===== Exercise text =====

Owen Farrell has been retained as England captain for the Six Nations but there are several big-name casualties in the training squad named for the opener against Scotland on February 5.
George Ford continues to miss out despite his outstanding form at the heart of Leicester’s revival with Farrell, Marcus Smith and uncapped Bath prospect Orlando Bailey included as fly-halves.
There is no place for versatile back Elliot Daly despite his recovery from the stress fracture that forced him to sit out a successful autumn, and his Saracens colleagues Mako and Billy Vunipola also remain in international exile.
— England Rugby (@EnglandRugby) January 18, 2022
A fifth ever-present from the 2019 World Cup squad, and up until now a key member of Eddie Jones’ back row, has been frozen out in flanker Sam Underhill.
The uncapped Bailey, Alfie Barbeary, Ollie Chessum, Tommy Freeman, Ollie Hassell-Collins and Luke Northmore continue Jones’ overhaul of his England squad as he builds for France 2023.

===== Data under study =====

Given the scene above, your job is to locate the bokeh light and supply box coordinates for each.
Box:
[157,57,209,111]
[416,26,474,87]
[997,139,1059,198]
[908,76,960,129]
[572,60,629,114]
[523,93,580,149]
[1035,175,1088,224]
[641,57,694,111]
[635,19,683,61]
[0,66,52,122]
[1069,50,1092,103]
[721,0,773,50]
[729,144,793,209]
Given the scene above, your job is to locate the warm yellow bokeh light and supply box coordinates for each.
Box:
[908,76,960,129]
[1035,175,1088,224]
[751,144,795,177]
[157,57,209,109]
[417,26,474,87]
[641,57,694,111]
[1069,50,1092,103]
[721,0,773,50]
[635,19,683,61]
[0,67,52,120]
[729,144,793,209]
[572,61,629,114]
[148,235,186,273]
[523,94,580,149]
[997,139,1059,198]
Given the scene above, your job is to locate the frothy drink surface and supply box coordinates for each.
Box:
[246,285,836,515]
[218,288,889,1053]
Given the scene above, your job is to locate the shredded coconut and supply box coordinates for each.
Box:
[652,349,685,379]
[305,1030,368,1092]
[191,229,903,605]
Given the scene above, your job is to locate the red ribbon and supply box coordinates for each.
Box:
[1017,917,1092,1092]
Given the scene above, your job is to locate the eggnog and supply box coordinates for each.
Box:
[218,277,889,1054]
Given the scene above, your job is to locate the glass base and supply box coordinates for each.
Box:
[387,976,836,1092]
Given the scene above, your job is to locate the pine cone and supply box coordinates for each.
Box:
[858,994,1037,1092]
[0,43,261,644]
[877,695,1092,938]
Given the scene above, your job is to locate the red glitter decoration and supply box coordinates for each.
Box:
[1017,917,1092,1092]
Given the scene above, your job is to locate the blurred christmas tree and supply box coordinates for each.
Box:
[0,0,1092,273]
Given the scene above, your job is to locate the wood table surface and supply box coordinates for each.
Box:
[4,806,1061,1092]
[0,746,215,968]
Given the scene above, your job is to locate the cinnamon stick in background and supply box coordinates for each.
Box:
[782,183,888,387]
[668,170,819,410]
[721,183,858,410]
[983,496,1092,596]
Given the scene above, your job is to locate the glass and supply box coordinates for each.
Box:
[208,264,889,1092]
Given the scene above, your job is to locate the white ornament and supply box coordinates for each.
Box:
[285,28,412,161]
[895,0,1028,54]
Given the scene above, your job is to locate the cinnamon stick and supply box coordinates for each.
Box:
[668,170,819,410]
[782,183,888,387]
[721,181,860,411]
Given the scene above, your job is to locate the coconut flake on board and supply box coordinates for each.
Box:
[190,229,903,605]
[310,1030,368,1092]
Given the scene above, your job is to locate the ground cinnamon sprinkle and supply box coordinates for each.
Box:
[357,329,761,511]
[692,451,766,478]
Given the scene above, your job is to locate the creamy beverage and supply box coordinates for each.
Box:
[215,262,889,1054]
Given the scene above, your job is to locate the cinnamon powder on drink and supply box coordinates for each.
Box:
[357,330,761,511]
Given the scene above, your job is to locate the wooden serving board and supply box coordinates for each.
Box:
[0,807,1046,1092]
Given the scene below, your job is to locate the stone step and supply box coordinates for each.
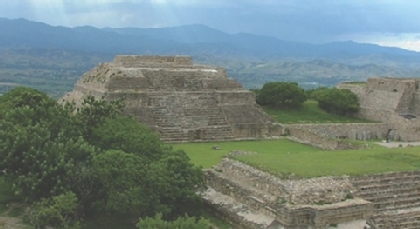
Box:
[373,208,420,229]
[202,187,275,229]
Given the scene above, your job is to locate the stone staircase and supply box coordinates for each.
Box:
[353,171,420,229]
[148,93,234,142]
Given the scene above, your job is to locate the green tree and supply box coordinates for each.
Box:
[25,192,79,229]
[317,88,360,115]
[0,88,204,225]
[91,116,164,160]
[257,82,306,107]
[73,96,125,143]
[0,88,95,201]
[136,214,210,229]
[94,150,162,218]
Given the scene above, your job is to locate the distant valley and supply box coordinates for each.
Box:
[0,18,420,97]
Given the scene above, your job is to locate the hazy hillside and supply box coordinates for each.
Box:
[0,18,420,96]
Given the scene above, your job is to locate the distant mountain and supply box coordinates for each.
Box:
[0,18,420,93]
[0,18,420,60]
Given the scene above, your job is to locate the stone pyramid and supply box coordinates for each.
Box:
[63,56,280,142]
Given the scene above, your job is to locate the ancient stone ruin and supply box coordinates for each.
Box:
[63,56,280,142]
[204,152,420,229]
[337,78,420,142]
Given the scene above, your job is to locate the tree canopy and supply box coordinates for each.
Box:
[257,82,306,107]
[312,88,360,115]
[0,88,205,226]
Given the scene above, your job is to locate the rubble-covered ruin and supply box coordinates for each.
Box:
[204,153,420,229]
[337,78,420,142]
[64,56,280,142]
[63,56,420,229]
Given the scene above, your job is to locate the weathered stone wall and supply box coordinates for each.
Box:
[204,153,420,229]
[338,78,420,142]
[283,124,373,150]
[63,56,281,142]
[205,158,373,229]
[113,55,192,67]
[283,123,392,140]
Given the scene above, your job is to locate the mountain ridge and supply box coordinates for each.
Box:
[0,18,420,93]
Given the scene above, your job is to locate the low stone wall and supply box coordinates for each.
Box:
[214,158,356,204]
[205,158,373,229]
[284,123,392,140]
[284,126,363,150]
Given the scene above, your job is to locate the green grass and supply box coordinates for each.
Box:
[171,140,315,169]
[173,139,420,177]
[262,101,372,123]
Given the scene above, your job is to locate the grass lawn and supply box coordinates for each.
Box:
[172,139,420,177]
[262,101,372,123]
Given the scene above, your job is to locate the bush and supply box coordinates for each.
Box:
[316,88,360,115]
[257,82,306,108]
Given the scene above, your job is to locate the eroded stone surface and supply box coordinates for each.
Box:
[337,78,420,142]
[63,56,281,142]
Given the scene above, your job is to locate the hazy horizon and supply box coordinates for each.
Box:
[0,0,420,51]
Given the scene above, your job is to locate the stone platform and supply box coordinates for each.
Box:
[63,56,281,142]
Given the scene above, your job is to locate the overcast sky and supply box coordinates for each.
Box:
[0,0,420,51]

=====

▶ _Task requirements_
A. Answer each question from the squad report, one answer per line, marked (i), (ii), (iii):
(i) Who has been retained as England captain for the Six Nations?
(ii) What injury forced Elliot Daly to sit out the autumn?
(iii) Which club is Orlando Bailey described as a prospect of?
B. List every player whom the squad report describes as left out of the England training squad.
Answer using only the squad report, without drawing on the records.

▶ _Written answers_
A.
(i) Owen Farrell
(ii) A stress fracture
(iii) Bath

B.
George Ford
Elliot Daly
Mako Vunipola
Billy Vunipola
Sam Underhill